- Description of the task -
Quote the entries word for word, from their start through the line holding "List every instance", inclusive, and leave out the pictures.

- Dataset records -
------------------------------
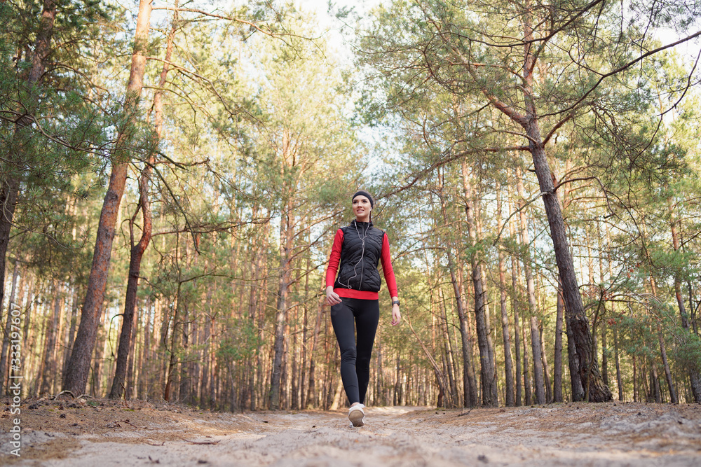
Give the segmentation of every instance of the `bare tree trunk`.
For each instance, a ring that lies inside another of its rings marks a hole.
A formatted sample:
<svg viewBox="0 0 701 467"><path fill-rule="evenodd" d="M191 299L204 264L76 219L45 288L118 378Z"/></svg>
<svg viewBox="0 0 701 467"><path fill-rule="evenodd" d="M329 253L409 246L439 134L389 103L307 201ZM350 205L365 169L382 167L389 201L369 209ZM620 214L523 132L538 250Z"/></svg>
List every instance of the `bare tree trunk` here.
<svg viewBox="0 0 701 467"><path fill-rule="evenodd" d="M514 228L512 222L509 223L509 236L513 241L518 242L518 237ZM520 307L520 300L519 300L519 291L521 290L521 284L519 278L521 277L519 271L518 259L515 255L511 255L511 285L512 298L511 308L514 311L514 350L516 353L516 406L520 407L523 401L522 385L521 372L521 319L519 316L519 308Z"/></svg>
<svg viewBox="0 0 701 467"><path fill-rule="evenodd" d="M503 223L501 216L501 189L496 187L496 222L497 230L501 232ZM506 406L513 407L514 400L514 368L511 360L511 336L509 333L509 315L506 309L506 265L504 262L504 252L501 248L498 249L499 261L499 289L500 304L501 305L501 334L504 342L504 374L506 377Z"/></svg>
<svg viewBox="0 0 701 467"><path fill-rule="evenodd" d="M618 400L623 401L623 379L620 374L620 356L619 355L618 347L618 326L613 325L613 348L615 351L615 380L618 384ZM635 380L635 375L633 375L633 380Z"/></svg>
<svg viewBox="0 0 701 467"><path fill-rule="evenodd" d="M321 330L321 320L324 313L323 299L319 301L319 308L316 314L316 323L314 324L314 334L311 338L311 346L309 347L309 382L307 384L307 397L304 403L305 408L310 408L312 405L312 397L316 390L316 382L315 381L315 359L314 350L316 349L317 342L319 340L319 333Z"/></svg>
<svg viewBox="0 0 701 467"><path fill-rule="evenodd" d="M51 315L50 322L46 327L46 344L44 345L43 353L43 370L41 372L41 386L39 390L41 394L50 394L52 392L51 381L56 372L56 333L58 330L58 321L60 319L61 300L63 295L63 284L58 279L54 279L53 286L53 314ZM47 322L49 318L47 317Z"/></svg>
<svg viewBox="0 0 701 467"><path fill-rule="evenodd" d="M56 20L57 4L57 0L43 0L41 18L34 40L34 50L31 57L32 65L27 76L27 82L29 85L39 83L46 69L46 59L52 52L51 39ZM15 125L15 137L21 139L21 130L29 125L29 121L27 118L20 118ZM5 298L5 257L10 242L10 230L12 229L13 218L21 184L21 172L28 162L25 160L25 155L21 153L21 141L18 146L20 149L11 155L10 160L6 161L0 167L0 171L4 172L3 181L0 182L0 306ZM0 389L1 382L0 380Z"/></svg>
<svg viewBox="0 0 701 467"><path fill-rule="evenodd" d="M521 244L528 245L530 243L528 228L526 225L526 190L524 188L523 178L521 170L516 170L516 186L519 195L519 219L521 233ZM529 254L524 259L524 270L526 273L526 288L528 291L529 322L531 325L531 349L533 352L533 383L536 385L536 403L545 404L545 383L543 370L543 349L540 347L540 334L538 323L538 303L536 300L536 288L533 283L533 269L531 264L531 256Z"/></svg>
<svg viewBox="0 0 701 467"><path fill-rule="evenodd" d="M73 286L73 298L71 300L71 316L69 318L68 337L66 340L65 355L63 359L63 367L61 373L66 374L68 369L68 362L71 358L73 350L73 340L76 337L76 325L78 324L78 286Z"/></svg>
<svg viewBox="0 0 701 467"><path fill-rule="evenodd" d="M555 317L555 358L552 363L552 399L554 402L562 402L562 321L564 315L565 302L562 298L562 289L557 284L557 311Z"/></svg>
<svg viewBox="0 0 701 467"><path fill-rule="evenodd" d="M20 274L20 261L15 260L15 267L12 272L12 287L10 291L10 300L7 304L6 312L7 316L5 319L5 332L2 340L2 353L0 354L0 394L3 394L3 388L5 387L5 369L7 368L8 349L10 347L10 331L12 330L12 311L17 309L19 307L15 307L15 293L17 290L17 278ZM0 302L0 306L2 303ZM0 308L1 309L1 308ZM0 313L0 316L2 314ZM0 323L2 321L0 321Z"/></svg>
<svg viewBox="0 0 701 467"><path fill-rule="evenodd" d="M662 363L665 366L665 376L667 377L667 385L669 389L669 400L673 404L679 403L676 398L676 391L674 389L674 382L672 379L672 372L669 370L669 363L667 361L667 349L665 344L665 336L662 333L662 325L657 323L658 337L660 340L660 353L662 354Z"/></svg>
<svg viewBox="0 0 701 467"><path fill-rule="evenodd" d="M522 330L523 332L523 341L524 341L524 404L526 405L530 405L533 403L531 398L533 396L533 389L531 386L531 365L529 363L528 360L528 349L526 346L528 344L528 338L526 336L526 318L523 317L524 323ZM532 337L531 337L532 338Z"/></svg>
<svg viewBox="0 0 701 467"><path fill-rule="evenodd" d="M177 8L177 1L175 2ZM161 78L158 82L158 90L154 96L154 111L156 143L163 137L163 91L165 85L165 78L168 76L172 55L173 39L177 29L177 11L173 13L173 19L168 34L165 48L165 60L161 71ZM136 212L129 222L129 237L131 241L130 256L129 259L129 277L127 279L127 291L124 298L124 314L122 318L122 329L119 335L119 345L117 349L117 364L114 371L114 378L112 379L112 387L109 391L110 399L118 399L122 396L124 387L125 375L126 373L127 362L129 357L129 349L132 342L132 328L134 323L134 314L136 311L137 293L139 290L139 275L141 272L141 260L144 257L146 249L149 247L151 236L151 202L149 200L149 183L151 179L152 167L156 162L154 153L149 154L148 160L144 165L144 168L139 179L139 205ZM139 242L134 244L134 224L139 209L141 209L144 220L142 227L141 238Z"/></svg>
------------------------------
- Written reply -
Give the segmentation of every instance of the `bare tree trunk`.
For each instance, a ring that lies inside another of its rings marks a hole.
A formatted sample:
<svg viewBox="0 0 701 467"><path fill-rule="evenodd" d="M191 299L204 264L76 219L45 288L118 378Z"/></svg>
<svg viewBox="0 0 701 467"><path fill-rule="evenodd" d="M329 253L409 246L439 134L389 103L307 201ZM350 205L365 169L382 167L389 201L369 209ZM620 214L523 132L538 250Z"/></svg>
List every instance of the `bare tree trunk` here.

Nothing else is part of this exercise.